Aim:
Extract every line of the data below that contains the string "yellow", matching case exactly.

— START —

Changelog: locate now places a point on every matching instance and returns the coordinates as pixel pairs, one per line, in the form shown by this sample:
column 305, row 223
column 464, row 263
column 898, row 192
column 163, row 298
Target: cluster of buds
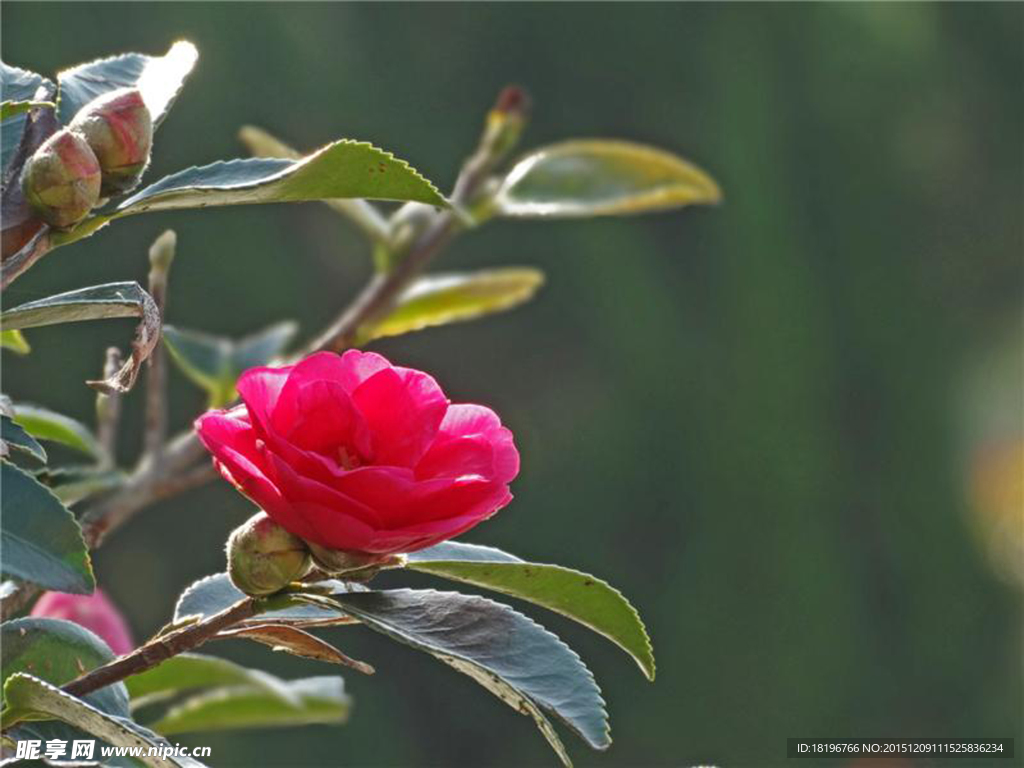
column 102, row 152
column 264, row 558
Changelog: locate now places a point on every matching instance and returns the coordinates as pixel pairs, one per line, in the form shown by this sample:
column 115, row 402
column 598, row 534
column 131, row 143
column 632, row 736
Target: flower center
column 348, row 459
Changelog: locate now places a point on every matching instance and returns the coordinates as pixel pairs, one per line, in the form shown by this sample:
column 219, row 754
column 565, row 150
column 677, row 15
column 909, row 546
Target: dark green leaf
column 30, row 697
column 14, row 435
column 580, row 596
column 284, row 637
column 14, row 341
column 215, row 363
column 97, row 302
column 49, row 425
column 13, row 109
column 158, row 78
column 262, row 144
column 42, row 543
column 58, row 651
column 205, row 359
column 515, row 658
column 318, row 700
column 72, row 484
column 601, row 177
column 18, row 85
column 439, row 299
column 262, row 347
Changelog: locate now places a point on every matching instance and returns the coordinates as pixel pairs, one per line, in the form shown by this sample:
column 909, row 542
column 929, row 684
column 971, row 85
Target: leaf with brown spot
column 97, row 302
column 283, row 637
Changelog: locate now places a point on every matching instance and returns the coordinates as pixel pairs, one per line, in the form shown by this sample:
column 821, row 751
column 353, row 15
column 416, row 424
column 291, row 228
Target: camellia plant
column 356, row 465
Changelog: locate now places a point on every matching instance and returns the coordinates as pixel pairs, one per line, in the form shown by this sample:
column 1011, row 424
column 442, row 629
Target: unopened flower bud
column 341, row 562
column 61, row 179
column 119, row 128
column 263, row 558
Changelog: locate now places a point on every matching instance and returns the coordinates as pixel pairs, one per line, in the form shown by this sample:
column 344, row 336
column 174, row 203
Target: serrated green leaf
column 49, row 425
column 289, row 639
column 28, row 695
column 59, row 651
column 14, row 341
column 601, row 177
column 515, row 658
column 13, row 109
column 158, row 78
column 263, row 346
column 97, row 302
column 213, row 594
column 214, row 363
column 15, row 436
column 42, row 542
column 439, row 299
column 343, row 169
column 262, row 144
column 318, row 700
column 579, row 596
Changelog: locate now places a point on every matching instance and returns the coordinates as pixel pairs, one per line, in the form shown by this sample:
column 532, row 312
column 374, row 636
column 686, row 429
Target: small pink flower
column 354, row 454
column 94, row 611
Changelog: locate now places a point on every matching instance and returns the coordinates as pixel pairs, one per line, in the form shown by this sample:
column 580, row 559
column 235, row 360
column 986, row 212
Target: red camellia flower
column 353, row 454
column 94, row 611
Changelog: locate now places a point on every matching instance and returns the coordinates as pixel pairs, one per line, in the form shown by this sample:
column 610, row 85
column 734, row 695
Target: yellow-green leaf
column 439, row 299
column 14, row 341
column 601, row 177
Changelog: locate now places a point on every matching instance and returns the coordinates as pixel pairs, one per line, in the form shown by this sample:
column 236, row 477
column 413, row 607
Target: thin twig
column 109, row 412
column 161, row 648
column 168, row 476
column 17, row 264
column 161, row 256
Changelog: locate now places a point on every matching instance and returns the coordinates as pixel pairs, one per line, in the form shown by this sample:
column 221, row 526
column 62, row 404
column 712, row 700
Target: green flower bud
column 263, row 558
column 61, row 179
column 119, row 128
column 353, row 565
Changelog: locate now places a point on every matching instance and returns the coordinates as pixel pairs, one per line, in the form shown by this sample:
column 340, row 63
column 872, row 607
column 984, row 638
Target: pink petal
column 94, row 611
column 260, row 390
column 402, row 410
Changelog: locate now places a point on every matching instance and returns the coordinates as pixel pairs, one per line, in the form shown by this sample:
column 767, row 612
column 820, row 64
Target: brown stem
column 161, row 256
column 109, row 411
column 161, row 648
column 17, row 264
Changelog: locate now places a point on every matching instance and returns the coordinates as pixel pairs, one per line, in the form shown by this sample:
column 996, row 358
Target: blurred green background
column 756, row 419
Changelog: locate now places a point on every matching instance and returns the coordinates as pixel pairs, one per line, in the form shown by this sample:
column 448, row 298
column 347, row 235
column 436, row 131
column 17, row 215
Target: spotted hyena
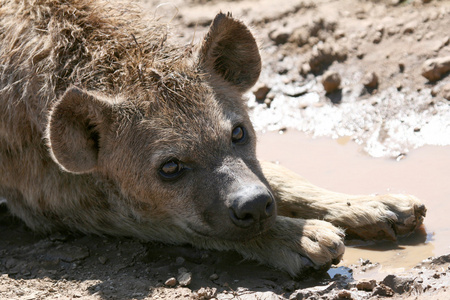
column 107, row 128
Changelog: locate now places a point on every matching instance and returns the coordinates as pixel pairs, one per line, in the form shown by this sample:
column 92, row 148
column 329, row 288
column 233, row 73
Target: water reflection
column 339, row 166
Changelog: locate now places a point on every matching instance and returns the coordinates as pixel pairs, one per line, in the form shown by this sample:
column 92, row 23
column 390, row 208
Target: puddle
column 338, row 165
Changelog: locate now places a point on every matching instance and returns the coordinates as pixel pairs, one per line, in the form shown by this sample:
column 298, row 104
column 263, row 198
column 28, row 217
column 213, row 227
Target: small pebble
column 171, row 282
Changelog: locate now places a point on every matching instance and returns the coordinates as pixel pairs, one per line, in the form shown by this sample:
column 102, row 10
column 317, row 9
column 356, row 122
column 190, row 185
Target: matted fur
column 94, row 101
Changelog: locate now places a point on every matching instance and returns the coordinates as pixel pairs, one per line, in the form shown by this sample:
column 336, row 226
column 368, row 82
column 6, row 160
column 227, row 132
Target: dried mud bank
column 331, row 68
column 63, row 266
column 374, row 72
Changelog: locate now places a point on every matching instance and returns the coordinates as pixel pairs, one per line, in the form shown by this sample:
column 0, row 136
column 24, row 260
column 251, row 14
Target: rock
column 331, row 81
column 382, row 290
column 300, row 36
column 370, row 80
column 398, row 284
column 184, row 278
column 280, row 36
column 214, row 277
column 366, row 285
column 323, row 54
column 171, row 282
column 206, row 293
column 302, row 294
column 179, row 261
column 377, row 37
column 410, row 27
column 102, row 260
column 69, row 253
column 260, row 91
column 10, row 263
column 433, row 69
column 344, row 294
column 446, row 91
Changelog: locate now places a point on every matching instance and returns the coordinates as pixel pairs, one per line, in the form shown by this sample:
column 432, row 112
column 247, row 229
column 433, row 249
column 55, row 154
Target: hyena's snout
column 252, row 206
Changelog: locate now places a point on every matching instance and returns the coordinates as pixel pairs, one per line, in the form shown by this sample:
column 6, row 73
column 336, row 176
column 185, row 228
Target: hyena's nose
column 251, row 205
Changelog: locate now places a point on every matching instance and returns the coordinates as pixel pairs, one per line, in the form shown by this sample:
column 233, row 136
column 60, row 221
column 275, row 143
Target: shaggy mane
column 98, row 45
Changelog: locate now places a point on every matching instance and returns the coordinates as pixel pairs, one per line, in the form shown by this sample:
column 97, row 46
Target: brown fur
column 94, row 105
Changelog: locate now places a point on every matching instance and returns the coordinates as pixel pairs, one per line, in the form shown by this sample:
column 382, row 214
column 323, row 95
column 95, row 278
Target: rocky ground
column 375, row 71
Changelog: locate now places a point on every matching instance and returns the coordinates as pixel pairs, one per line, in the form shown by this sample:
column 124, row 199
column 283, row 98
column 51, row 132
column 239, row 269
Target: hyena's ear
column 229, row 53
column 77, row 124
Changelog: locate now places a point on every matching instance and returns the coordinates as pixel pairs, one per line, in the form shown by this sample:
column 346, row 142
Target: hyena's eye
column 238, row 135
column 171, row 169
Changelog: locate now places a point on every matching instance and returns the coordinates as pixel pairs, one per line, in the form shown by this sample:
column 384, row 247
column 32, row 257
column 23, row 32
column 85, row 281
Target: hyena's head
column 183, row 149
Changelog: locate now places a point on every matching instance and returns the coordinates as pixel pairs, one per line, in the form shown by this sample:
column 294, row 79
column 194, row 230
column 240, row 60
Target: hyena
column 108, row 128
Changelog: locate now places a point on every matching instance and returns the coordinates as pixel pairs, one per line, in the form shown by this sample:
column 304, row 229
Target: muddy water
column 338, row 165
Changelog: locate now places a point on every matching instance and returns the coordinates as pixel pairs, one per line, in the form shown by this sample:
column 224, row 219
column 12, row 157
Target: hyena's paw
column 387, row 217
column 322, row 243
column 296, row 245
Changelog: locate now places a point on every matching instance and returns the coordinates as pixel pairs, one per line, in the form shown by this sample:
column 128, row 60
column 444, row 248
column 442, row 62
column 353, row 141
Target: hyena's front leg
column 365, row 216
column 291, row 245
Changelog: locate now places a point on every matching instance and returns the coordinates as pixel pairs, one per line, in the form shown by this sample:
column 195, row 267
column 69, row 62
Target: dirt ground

— END —
— START —

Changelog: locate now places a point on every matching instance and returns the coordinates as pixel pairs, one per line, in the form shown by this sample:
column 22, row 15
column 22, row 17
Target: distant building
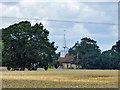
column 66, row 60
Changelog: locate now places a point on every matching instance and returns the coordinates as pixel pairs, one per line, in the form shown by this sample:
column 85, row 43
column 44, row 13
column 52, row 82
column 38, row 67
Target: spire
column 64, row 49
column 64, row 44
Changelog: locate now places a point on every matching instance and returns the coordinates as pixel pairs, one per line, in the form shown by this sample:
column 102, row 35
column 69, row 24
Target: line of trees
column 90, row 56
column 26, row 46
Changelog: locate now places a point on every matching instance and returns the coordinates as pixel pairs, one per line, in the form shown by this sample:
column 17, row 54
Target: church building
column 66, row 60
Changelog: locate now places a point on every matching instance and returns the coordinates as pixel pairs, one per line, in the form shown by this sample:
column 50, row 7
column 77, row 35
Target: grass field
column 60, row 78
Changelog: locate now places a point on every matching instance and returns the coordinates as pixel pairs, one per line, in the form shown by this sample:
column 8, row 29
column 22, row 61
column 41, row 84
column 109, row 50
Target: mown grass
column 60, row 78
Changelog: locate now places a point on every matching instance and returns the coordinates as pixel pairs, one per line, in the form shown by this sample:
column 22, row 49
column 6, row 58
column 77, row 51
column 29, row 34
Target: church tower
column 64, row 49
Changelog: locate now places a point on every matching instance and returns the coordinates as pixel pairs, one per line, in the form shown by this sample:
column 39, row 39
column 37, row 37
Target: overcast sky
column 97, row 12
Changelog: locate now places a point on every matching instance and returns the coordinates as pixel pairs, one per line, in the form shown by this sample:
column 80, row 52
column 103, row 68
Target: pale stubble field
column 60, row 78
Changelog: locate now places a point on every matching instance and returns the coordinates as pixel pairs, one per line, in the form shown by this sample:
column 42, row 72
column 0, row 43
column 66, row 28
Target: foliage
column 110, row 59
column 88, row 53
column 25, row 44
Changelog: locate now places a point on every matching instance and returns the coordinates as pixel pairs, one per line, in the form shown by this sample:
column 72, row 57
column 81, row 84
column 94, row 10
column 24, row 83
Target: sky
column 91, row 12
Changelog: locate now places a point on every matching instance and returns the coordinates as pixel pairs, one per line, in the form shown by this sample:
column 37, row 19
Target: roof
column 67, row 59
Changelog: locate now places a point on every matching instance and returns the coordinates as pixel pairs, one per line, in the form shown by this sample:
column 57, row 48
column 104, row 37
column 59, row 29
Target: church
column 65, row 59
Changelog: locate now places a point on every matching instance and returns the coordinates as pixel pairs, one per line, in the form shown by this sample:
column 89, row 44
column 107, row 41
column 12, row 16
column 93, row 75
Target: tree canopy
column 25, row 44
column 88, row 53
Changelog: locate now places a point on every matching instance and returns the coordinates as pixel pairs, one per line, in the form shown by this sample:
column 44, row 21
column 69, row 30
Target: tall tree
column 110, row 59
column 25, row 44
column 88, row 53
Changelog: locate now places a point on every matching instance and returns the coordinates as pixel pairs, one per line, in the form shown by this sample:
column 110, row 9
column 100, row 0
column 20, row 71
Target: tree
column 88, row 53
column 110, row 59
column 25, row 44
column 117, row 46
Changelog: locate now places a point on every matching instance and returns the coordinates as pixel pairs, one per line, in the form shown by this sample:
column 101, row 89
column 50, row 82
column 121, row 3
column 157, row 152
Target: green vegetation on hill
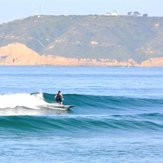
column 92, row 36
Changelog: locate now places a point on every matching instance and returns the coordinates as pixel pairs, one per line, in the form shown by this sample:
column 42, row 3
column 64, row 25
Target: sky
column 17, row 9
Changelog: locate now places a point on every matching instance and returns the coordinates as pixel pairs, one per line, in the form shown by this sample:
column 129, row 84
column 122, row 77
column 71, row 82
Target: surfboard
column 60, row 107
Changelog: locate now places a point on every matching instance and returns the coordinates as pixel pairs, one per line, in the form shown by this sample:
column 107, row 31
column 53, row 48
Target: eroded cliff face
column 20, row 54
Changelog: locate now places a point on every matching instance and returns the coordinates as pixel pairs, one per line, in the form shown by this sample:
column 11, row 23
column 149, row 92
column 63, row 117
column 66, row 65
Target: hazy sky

— END —
— START —

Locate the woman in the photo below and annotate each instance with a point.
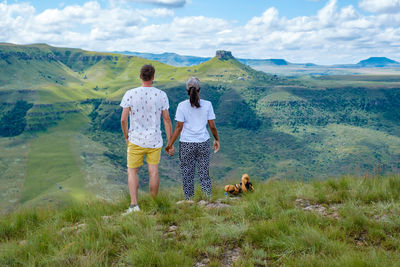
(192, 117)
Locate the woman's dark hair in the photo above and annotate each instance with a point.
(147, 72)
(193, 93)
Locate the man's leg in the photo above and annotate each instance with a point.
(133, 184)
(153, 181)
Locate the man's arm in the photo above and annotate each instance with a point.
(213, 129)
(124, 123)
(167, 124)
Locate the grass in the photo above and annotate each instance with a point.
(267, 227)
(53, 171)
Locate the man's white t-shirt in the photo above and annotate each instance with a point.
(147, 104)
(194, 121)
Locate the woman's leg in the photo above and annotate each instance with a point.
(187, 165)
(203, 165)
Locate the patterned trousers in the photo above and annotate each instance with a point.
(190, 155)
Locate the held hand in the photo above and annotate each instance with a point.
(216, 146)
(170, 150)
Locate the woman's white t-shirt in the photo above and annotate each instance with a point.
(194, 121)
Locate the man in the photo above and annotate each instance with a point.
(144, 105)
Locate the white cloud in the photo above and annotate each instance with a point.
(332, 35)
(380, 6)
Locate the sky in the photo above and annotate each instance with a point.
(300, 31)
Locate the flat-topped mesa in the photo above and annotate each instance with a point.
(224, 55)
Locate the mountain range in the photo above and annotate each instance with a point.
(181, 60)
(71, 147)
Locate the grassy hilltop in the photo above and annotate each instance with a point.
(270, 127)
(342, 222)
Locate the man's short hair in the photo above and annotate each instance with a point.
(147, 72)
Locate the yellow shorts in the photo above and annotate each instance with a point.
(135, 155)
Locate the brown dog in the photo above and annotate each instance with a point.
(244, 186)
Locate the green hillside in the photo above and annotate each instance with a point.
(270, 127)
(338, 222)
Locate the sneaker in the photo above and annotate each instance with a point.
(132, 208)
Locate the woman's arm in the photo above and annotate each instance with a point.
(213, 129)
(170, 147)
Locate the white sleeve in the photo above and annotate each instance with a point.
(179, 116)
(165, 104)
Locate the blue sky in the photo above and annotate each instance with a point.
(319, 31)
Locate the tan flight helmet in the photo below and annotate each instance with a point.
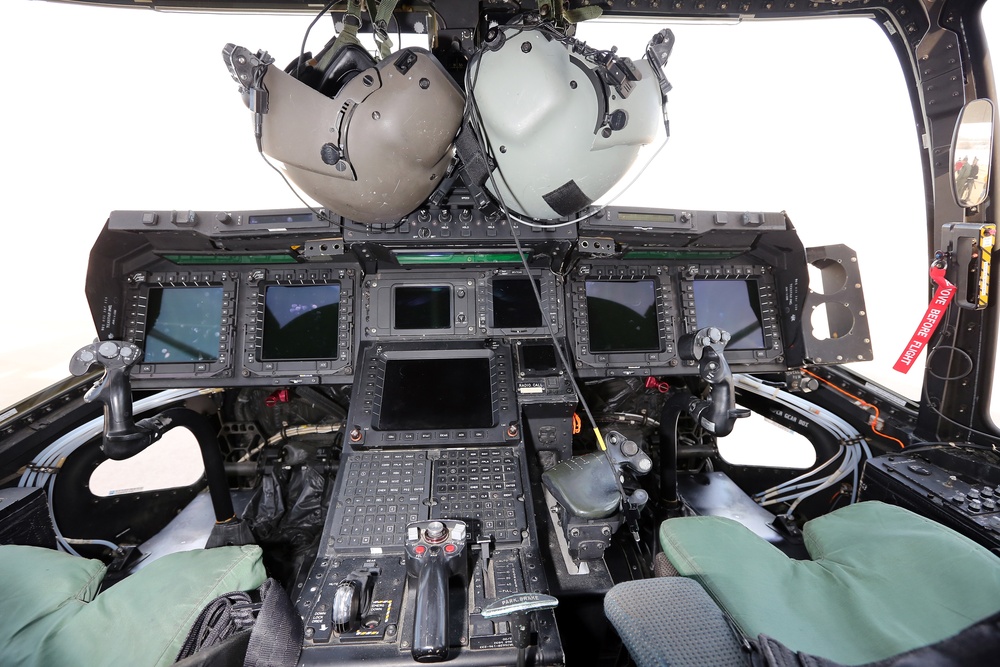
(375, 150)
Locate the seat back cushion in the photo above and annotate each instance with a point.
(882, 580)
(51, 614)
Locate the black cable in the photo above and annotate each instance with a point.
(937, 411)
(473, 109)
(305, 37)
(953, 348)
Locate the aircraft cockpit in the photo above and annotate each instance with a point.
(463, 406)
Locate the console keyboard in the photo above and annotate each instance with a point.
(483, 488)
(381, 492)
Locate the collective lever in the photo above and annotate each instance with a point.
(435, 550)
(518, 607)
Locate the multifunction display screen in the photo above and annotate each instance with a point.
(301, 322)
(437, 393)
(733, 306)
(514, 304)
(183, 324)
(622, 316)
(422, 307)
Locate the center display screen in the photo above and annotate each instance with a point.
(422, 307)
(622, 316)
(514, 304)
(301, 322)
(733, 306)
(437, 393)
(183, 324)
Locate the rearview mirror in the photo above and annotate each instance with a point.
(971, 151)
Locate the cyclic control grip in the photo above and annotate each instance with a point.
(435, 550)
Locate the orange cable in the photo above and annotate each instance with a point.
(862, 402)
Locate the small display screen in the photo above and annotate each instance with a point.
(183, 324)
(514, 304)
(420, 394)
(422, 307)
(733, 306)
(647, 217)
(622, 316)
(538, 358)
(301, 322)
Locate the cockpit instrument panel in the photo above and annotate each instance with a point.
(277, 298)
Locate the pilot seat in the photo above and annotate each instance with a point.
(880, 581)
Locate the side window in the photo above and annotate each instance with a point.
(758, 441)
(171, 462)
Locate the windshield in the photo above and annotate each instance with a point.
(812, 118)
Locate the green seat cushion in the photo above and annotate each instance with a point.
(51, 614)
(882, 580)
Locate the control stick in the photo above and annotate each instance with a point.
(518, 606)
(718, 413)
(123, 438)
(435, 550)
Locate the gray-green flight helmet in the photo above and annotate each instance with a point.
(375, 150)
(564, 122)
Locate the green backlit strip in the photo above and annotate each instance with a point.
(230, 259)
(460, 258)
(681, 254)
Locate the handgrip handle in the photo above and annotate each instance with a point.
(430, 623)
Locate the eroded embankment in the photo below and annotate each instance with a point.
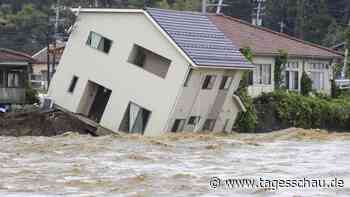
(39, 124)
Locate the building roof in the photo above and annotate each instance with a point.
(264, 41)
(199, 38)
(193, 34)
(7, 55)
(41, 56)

— END —

Reply:
Target: yellow-green leaf
Locate the yellow shorts in the photo above and annotate each instance with a point.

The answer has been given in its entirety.